» Instrução 1
Transcreva fielmente o trecho do texto sobre o silêncio que vai desde "Com a qual, contudo, se" até "mente duas experiências.".

01 agosto 2019

Textos dos dias que correm

Escutar o silêncio

Falar do silêncio. Dita assim, a frase parece um paradoxo, uma contradição dos termos. Por outro lado, acontece como para todas as realidades grandes e essenciais: só se compreende bem colocando-o em confronto/contraste. Como a vida se compreende bem à luz da morte, assim o silêncio assume sentido se confrontado com a palavra.

Com a qual, contudo, se reconcilia, porquanto silêncio e palavra são duas formas de uma mesma coisa, a linguagem, que é por essência modalidade da comunicação, da relação que se cria entre nós e qualquer coisa que é “outra”, até com aquela parte de nós próprios que sentimos como região “diferente” e obscura para a qual não encontramos palavras. Não falamos nós de “voz” ou “som do silêncio”? Recorda-me uma bela canção, porque o silêncio é também música.

Não quero começar com divagações pseudofilosóficas. Ao escrever sobre o silêncio, vêm à minha mente duas experiências.


Escrevi uma poesia…

A primeira tem a ver com os anos distantes e felizes quando ensinava nos meios de comunicação. Recordo que alguns alunos, quando de alguma forma entravam em confidências, traziam-me bilhetinhos, dizendo-me: «Prof, escrevi uma poesia». Eram uma ternura. Tratava-se quase sempre de textos onde de vez em quando se ia até metade da linha, ou onde por vezes apareciam aqui e ali rimas. Ingenuidade, certamente, mas por trás das quais havia duas intuições importantes.

A primeira é que para fazer uma “poesia” é preciso que as palavras respirem em “espaços de silêncio”, que era a zona “branca” em que estavam imersas. A prosa, a narrativa, e também a descrição, podem ocupar toda a linha: a poesia não, porque a emoção de que nasce precisa de ser “protegida” de espaços de não-palavra.

Também a rima – eis a segunda intuição – tem a sua importância, porque a poesia deve, de alguma forma, “cantar”, e como consegui-lo sem fazer tilintar as sílabas umas sobre as outras? Mais raro é o aparecimento naquelas folhinhas de vestígios de ritmo, mas o essencial estava lá: é o importante é que o silêncio é pedido para fazer cantar os momentos fortes que queremos confiar à poesia.

A outra memória é musical. Aconteceu-me duas vezes nestes meses de escutar na rádio, entre o ofício da Vigília e o das Laudes, um magnífico prelúdio de Debussy, sugestivamente intitulado “De spas sur la neige” (passos sobre a neve), uma música que parece feita de ar, macia como uma névoa luminosa, leve como a própria inconsistência da neve, e – sensibilizou-me pela primeira vez – uma pequena célula de duas notas que se repete com a insistência confortante de uma presença familiar, ou que talvez faz pensar numa pessoa que caminha com ligeireza na neve.

» Instrução 2
Conte as linhas dos registos abaixo em que aparece a palavra "white" e indique somente esse número.

» Registos de dados

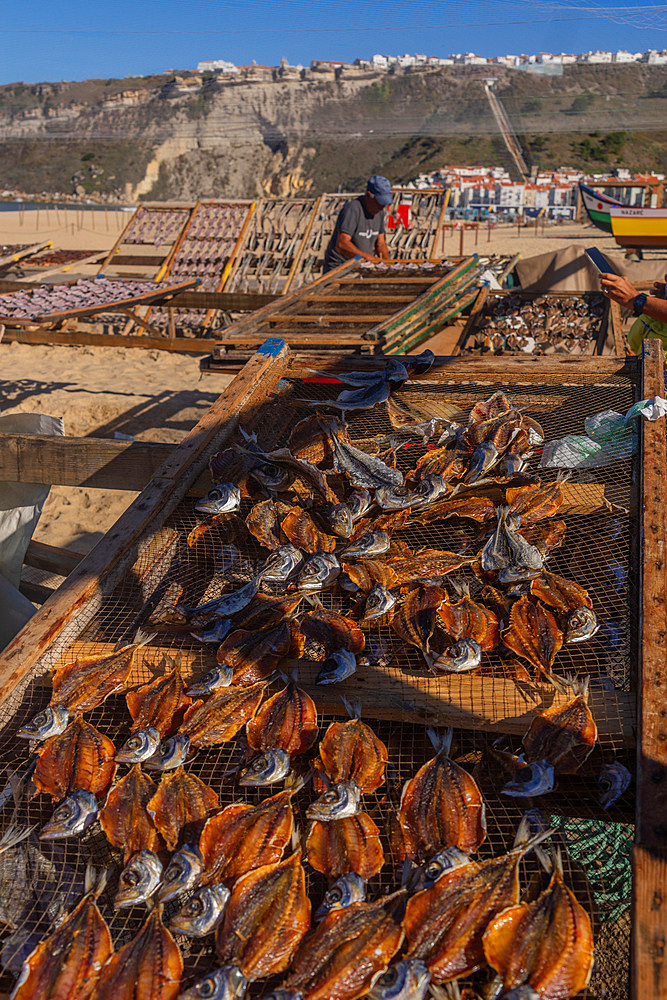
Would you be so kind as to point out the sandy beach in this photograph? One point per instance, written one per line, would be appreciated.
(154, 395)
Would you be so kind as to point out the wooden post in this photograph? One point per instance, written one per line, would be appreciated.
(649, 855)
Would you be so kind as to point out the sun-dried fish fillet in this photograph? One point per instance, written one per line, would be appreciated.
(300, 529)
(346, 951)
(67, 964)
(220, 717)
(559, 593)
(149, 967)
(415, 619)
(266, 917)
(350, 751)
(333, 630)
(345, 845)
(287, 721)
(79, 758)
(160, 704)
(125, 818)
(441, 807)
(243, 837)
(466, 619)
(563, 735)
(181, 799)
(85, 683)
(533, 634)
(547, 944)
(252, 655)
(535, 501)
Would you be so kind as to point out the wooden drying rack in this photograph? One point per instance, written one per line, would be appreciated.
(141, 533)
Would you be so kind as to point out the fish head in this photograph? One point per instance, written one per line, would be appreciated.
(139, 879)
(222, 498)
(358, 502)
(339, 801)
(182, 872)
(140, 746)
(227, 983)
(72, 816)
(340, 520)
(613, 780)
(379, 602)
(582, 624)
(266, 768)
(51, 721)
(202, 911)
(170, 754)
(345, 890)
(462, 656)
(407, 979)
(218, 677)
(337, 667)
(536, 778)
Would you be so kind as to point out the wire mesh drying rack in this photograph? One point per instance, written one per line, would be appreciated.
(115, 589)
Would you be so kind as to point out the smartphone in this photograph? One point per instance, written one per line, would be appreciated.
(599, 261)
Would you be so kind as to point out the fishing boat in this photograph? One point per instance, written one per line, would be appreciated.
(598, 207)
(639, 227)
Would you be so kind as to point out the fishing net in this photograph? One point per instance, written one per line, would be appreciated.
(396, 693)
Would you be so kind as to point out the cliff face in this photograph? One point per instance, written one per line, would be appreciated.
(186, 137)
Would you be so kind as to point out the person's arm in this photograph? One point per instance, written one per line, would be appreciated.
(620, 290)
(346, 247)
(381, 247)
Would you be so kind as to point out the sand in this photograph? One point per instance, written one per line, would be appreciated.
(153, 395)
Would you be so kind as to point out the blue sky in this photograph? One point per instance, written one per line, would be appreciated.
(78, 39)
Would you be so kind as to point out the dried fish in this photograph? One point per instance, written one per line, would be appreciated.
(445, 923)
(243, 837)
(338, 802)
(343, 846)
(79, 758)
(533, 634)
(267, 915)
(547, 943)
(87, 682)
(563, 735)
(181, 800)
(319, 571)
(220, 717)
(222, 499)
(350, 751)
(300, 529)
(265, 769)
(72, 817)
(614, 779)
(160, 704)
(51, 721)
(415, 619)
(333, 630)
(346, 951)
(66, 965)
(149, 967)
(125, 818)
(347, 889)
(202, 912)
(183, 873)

...

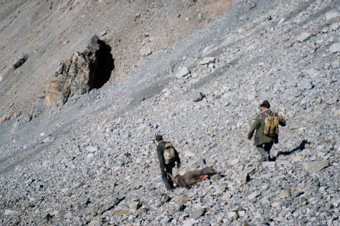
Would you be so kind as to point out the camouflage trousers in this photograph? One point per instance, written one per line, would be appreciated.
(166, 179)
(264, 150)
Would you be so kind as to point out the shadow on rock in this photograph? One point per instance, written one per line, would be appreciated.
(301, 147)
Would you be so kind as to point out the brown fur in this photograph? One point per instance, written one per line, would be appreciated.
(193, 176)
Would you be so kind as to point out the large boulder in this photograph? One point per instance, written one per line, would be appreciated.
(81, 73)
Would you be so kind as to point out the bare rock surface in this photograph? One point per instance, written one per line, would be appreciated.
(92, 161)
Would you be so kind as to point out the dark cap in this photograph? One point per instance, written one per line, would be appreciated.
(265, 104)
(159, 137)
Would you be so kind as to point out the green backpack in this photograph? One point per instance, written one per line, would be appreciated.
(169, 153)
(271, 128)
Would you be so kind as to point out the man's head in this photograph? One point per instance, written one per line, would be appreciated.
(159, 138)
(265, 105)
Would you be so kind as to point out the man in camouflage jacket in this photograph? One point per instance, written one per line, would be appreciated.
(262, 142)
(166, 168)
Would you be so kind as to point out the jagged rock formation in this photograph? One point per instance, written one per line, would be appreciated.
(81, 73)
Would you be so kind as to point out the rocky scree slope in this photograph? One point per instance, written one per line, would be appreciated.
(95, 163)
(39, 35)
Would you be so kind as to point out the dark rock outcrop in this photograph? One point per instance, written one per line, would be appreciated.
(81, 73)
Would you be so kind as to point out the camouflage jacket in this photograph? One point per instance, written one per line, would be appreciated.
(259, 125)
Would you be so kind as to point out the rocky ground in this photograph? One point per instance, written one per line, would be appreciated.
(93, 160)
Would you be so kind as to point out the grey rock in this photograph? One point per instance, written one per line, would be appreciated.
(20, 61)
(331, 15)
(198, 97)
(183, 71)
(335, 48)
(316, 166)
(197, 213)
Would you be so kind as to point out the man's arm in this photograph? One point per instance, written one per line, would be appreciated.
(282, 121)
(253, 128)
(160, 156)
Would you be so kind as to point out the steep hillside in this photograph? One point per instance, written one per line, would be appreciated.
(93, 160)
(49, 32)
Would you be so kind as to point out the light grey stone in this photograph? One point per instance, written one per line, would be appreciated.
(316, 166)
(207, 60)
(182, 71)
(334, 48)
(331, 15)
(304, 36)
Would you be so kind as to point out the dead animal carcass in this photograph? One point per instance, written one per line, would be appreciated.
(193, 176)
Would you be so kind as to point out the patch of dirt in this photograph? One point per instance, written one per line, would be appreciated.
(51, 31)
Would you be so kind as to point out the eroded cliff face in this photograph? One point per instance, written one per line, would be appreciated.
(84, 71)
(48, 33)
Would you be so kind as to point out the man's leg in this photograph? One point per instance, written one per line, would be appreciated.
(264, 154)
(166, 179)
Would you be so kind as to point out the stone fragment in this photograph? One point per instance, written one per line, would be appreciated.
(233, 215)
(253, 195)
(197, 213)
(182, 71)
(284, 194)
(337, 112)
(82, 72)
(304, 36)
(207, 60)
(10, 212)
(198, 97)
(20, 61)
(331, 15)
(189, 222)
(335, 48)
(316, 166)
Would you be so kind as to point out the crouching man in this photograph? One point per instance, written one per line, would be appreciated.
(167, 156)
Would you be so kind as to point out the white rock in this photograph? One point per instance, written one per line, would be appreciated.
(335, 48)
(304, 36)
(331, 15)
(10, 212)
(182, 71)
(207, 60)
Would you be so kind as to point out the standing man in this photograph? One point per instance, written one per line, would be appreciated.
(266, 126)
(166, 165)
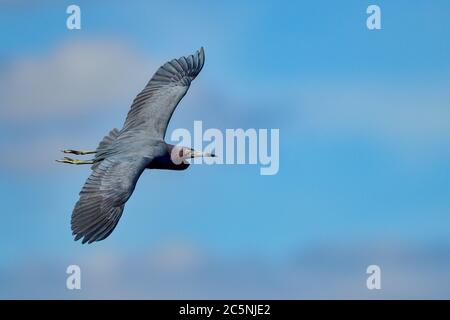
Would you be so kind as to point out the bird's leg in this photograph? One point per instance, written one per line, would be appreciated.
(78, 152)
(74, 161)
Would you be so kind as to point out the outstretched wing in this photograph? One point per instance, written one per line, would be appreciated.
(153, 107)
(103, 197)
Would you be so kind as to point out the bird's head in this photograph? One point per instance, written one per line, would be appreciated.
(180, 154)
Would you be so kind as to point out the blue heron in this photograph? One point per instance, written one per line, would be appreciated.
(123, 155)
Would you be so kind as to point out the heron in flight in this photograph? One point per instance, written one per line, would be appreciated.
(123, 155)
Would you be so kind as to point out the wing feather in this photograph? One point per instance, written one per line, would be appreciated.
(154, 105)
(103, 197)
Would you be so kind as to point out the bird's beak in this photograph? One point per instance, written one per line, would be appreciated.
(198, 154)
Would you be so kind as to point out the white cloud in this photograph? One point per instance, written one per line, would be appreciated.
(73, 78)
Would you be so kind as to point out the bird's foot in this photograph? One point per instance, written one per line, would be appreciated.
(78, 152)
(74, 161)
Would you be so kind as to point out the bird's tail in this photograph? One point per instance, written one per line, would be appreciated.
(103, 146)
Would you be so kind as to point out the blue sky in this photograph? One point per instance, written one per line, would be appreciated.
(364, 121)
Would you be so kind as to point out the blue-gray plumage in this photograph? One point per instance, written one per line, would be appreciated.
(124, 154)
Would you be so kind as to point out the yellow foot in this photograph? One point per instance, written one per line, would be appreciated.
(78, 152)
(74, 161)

--

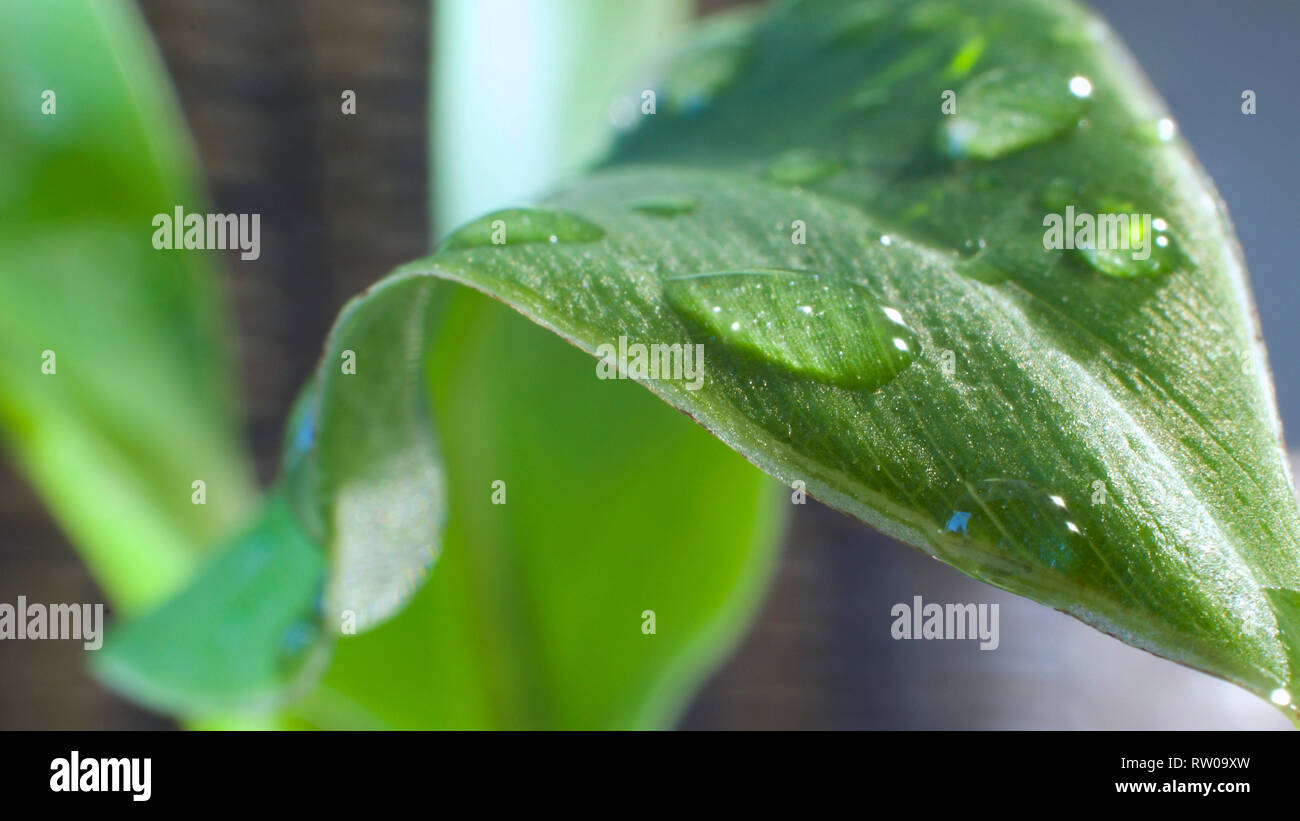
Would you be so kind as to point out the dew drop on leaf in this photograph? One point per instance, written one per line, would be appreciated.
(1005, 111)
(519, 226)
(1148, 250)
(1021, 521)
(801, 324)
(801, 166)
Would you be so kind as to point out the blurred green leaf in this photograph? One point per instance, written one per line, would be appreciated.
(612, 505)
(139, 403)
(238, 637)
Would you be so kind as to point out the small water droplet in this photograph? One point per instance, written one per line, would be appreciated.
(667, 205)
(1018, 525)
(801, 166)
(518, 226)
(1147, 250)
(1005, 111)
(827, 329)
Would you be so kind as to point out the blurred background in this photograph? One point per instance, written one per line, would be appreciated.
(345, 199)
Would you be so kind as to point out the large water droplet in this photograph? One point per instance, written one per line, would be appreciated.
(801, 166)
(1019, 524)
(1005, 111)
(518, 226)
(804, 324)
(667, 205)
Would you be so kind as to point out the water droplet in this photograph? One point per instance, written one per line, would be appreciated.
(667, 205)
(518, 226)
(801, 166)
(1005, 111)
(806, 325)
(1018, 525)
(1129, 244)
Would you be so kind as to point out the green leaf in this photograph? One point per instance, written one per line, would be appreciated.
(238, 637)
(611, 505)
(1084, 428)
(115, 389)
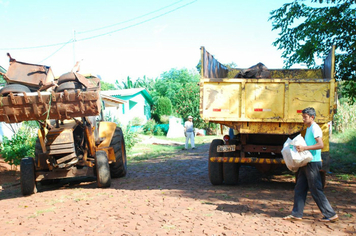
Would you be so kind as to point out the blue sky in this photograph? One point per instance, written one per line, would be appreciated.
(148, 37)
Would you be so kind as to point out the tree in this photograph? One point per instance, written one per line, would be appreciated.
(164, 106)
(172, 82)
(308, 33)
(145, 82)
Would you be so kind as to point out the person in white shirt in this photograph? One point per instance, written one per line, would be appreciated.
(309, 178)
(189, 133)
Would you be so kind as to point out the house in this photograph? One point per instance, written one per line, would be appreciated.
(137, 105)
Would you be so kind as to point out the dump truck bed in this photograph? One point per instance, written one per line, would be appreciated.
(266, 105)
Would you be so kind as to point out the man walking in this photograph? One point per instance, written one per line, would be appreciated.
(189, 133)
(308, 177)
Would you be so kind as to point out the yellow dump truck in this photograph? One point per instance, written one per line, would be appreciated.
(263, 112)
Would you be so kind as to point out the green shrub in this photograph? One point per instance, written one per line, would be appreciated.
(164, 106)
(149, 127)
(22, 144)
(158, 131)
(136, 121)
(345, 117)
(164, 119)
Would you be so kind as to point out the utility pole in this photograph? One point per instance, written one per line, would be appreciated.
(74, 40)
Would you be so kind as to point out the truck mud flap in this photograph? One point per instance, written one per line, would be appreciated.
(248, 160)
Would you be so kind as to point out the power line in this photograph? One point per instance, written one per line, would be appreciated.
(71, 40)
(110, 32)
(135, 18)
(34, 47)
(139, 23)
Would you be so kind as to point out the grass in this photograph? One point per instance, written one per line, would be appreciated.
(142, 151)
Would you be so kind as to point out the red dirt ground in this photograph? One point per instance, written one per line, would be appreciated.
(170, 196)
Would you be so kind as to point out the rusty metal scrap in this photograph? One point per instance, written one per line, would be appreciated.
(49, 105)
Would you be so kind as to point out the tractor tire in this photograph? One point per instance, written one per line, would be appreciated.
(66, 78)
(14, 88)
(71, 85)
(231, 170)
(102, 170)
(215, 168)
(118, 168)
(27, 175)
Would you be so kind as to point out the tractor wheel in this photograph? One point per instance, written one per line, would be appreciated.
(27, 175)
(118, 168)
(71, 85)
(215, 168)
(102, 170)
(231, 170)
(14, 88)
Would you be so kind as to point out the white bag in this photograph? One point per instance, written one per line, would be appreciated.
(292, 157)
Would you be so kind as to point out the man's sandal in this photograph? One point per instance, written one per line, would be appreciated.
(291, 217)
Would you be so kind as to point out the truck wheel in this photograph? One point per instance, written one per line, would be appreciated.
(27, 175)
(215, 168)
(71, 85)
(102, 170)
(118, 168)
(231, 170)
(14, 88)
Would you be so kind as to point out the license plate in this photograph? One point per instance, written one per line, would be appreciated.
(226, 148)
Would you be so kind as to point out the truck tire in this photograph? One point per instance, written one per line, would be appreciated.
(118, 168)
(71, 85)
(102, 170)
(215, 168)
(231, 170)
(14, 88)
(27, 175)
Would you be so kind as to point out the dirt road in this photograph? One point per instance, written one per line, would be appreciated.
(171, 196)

» Resposta correta 1
Com a qual, contudo, se reconcilia, porquanto silêncio e palavra são duas formas de uma mesma coisa, a linguagem, que é por essência modalidade da comunicação, da relação que se cria entre nós e qualquer coisa que é “outra”, até com aquela parte de nós próprios que sentimos como região “diferente” e obscura para a qual não encontramos palavras. Não falamos nós de “voz” ou “som do silêncio”? Recorda-me uma bela canção, porque o silêncio é também música.

Não quero começar com divagações pseudofilosóficas. Ao escrever sobre o silêncio, vêm à minha mente duas experiências.

» Resposta correta 2
4